◆ CONSIGNA 1 ◆
Según el texto sobre la pobreza, ¿qué objetivos definidos por Naciones Unidas deberían incorporar las empresas a sus actividades?
◆ CONSIGNA 2 ◆
Reproduce literalmente todo el fragmento del texto sobre la pobreza que va desde "No siempre somos" hasta "sobre el futuro.".

═══ TEXTO PROPORCIONADO ═══

Estamos viviendo los irreparables estragos de esta deshumanizada economía porque la pobreza está llena de urgencia que no se atiende con la debida diligencia y cuya cronicidad conduce a su normalización. El hambre, la miseria y la pobreza son claramente culpa de todos, de unos más que de otros. Cuesta pensar con frialdad cuando el dolor se hace crónico porque no hay dinero para médicos o medicinas. Cuesta ser ecuánime en una vivienda húmeda y destartalada. Cuesta evitar el resentimiento cuando sólo se te permite mirar de lejos los barrios de la abundancia, bajo jirones de humillación, desprecio, indiferencia y pesadumbre. Es triste ver como alguien se sumerge cada noche en los contenedores de basura en busca de algo aprovechable, pero al mismo tiempo es gratificante que siempre habrá quien diga que esa realidad es inaceptable bajo cualquier punto de vista porque en su concepción filosófica de la vida y del hombre no caben las desigualdades.
No siempre somos conscientes de que mucha de nuestra comodidad está basada en el trabajo esclavo, precario y mal pagado de otros que no han tenido suerte en la vida, que no tienen ningún tipo de ayuda, que se tienen que doblegar porque no les queda más remedio y porque no se ponen muchas barreras que impidan el avance sistemático de la penuria.
Se debe denunciar la pobreza de forma clara y en alta voz, pedirles a las empresas un determinado comportamiento social que aumente las expectativas y mitigue el galope de la desigualdad, incorporando a sus actividades los objetivos de desarrollo sostenible (ODS) definidos por Naciones Unidas, la inclusión social y la generación y mantenimiento de empleo bajo una concepción menos estática y sacralizada de los intereses creados. No debemos mirar hacia otro lado y no nos podemos permitir que la desigualdad alimente el pesimismo sobre el futuro.
Los poderes públicos deben actuar para lograr cambios reales y un futuro digno para todas las personas y no sólo para una minoría de privilegiados, más allá de quién gobierne y con una mirada larga. Tendrán que repensar cómo gastar sus recursos y ordenar sus prioridades, siendo el presupuesto el mejor instrumento redistributivo para minimizar la desigualdad, sin soñar ilusamente en la igualdad total porque ésta solo existe en matemáticas, ya que nadie discute que dos es igual a dos. Necesitamos un nuevo contrato social que suture la dualización existente, que disminuya el riesgo de exclusión social de los más desfavorecidos, que equilibre las oportunidades, que fomente la igualdad sin coartar la libertad, que asegure que nadie se quede atrás y que la prosperidad revierta para el bien de todos.

═══ REGISTROS DE DATOS ═══

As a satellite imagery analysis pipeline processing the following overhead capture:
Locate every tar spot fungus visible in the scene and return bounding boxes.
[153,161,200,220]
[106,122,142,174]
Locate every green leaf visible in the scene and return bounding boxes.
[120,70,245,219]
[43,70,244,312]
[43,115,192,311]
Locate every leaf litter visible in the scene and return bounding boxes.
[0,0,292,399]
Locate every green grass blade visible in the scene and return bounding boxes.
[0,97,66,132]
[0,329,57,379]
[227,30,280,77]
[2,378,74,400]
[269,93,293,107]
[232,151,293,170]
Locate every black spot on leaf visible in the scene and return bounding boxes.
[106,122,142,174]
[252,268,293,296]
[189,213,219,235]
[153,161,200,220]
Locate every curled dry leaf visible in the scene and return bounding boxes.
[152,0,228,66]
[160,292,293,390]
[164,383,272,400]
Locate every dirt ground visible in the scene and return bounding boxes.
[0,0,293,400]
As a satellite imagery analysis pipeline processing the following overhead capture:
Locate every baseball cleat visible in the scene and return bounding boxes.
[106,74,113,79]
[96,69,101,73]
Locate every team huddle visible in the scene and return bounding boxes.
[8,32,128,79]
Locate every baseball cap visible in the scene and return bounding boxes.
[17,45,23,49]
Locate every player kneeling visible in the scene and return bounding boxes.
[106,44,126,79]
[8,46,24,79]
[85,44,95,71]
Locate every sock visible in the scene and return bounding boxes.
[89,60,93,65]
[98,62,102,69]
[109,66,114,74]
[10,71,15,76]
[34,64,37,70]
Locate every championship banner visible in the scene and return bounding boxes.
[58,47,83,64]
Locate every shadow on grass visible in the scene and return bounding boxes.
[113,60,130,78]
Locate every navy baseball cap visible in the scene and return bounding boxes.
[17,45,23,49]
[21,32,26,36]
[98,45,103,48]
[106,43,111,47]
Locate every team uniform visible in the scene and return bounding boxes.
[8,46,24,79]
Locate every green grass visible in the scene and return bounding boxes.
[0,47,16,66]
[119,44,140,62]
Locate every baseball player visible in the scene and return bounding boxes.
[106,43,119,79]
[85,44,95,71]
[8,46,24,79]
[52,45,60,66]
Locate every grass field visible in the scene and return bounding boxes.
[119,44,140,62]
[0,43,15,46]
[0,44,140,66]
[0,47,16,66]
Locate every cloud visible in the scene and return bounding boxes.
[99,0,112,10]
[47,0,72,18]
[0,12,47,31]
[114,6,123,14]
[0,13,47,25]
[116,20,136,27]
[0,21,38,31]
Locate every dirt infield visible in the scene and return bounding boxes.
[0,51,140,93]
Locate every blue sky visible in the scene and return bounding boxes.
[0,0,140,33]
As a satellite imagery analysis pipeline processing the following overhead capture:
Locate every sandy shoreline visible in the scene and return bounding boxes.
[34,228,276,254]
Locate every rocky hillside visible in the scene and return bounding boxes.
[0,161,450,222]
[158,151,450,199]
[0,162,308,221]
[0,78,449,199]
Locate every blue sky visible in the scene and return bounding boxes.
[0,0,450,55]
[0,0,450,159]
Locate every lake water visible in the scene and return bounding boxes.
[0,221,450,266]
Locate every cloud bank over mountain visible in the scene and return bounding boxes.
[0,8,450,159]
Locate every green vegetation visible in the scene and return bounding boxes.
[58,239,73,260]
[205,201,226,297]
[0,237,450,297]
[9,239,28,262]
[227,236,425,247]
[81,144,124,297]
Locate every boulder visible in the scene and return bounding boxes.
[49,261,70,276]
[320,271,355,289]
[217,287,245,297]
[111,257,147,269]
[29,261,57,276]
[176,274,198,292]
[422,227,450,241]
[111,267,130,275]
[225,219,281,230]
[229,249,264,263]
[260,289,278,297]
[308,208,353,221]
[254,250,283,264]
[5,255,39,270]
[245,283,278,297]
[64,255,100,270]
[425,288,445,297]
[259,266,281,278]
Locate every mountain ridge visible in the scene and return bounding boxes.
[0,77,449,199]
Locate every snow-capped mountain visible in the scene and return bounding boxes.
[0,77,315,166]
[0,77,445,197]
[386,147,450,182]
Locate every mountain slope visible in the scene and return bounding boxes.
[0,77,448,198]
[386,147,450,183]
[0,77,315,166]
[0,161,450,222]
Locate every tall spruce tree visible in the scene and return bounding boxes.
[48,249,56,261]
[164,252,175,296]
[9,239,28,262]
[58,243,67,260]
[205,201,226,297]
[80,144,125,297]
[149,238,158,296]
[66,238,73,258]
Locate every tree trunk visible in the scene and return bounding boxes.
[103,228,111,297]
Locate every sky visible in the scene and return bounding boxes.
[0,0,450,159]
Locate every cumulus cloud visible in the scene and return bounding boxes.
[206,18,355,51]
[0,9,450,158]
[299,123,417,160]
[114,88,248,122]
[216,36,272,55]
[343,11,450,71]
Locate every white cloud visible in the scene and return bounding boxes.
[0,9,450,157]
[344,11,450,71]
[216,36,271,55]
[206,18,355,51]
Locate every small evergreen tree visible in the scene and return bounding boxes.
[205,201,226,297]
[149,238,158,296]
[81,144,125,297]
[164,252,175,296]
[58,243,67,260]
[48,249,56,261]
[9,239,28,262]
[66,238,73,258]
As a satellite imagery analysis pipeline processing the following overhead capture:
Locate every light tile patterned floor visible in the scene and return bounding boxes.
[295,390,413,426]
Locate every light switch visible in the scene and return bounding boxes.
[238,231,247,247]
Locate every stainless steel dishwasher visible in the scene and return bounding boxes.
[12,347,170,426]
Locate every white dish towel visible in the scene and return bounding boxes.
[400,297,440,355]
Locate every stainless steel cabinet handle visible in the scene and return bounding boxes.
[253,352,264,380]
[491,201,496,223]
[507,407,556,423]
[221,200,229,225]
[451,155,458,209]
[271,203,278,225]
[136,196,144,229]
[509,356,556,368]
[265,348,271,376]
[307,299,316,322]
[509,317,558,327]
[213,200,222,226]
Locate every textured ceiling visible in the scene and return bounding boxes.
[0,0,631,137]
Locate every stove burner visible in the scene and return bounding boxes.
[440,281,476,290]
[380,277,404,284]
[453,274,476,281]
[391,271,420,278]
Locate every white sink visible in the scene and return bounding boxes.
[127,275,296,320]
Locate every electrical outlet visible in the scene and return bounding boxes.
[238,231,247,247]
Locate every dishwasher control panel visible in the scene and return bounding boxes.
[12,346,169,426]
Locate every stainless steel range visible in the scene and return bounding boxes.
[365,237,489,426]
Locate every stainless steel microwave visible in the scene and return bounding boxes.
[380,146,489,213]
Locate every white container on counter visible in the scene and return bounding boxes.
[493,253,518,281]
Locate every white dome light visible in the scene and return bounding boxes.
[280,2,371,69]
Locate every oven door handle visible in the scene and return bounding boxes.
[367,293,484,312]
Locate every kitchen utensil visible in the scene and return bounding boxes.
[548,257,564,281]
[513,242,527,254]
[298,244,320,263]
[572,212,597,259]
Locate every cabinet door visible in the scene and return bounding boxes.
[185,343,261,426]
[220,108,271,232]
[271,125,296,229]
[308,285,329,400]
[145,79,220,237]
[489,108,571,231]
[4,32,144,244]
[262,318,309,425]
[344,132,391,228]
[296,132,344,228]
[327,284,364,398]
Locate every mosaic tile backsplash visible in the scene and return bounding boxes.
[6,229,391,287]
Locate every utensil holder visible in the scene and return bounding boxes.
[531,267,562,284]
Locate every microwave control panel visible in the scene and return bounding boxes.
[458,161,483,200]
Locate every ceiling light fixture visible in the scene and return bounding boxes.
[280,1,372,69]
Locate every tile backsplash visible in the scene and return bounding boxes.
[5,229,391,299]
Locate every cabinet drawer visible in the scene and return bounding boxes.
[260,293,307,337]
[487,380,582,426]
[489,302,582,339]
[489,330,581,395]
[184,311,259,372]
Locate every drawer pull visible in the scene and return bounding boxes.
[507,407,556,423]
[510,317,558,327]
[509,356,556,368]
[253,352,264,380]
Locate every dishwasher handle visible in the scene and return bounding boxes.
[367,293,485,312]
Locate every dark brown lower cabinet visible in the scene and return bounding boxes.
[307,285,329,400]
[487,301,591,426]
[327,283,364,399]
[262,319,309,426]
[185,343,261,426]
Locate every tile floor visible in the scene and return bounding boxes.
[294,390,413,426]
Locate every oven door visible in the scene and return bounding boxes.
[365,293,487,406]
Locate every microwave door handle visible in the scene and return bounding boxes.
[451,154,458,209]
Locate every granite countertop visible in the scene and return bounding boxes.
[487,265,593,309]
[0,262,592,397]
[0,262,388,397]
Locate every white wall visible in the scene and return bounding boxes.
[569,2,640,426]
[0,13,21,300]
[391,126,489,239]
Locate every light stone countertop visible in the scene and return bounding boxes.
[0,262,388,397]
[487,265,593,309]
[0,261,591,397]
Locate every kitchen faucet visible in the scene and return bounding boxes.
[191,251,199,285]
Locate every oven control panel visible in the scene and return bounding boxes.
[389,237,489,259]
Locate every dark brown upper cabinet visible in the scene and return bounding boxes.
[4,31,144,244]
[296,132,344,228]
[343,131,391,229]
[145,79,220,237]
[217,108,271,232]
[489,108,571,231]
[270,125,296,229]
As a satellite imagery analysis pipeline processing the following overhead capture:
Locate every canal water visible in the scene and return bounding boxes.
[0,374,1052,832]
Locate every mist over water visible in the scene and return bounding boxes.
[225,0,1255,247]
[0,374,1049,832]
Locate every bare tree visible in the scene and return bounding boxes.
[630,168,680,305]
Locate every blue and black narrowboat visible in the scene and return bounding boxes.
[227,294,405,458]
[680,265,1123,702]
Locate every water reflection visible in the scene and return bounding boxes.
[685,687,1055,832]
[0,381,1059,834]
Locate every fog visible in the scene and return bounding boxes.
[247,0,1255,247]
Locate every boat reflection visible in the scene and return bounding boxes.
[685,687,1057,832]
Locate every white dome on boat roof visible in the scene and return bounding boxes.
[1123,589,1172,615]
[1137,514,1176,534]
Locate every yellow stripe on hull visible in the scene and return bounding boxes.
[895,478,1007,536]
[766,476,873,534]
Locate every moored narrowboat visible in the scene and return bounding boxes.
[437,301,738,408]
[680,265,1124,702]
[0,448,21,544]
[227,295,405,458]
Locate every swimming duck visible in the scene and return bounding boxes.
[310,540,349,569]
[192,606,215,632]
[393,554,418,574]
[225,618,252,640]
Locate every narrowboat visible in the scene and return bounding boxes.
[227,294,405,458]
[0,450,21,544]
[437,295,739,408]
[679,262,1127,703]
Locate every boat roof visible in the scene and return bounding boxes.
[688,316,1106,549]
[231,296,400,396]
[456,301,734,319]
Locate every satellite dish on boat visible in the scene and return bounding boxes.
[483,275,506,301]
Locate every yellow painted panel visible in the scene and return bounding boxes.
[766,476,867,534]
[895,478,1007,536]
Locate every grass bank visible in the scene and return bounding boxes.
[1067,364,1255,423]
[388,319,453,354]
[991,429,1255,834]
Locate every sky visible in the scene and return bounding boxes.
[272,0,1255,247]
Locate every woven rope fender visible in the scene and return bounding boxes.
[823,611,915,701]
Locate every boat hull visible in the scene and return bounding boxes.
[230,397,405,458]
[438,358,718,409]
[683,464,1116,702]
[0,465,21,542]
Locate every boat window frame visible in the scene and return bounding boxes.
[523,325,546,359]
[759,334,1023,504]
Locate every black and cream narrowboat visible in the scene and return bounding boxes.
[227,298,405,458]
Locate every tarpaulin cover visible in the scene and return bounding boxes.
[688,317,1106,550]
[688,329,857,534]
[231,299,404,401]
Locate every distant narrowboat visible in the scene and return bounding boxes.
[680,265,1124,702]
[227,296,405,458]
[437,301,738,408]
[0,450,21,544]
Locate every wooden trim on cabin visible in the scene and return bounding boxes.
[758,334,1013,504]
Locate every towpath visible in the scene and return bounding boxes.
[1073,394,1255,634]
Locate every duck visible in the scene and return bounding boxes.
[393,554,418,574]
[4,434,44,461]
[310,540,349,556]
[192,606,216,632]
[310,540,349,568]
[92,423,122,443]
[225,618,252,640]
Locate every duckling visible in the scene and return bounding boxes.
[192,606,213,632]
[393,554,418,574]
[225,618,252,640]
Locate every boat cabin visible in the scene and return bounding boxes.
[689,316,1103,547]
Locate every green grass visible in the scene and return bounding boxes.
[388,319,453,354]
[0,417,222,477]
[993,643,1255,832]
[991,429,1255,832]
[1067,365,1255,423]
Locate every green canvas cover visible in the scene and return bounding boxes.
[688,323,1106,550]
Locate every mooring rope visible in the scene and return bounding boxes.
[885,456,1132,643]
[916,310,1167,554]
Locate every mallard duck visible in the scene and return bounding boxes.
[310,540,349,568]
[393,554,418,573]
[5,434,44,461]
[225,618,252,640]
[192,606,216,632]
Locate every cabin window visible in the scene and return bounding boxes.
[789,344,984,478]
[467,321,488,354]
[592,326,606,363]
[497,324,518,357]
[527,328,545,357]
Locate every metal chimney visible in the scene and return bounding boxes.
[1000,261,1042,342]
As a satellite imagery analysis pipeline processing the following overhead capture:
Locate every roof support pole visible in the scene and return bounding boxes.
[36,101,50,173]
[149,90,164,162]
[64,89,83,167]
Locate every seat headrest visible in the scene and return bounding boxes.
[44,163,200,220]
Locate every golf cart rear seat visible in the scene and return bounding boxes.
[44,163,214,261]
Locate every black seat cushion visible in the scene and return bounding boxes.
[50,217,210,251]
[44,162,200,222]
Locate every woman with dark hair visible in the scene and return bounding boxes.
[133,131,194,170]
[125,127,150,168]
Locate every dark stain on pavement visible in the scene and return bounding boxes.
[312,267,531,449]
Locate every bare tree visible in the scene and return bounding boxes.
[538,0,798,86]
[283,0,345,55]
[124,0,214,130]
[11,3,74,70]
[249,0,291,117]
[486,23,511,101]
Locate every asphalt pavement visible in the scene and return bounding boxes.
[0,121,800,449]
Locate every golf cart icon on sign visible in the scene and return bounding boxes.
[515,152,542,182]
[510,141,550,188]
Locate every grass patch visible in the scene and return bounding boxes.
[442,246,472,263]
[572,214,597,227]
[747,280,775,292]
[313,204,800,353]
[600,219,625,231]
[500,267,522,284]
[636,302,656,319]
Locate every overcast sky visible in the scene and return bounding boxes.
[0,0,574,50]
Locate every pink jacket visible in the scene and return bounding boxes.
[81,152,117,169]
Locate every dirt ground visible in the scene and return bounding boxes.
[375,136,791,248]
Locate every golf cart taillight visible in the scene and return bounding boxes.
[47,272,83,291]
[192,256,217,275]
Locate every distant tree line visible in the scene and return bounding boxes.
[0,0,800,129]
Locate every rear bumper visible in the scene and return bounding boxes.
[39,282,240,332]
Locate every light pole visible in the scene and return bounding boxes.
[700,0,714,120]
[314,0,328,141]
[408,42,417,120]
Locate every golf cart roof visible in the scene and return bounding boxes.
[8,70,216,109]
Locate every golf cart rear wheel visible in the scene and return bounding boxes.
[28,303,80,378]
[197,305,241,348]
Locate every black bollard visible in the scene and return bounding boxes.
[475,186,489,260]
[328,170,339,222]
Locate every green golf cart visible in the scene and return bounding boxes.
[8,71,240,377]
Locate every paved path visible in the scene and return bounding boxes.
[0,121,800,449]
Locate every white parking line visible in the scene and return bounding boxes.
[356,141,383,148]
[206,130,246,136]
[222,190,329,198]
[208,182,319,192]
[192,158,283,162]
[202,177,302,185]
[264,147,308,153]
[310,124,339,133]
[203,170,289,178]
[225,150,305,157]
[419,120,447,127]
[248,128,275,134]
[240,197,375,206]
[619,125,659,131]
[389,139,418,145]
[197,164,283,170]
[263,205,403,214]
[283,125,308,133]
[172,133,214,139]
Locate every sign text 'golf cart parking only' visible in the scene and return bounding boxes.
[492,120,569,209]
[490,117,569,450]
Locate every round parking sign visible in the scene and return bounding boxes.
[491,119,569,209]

═══

◆ RESPUESTA ESPERADA 1 ◆
Los objetivos de desarrollo sostenible (ODS).

◆ RESPUESTA ESPERADA 2 ◆
No siempre somos conscientes de que mucha de nuestra comodidad está basada en el trabajo esclavo, precario y mal pagado de otros que no han tenido suerte en la vida, que no tienen ningún tipo de ayuda, que se tienen que doblegar porque no les queda más remedio y porque no se ponen muchas barreras que impidan el avance sistemático de la penuria.
Se debe denunciar la pobreza de forma clara y en alta voz, pedirles a las empresas un determinado comportamiento social que aumente las expectativas y mitigue el galope de la desigualdad, incorporando a sus actividades los objetivos de desarrollo sostenible (ODS) definidos por Naciones Unidas, la inclusión social y la generación y mantenimiento de empleo bajo una concepción menos estática y sacralizada de los intereses creados. No debemos mirar hacia otro lado y no nos podemos permitir que la desigualdad alimente el pesimismo sobre el futuro.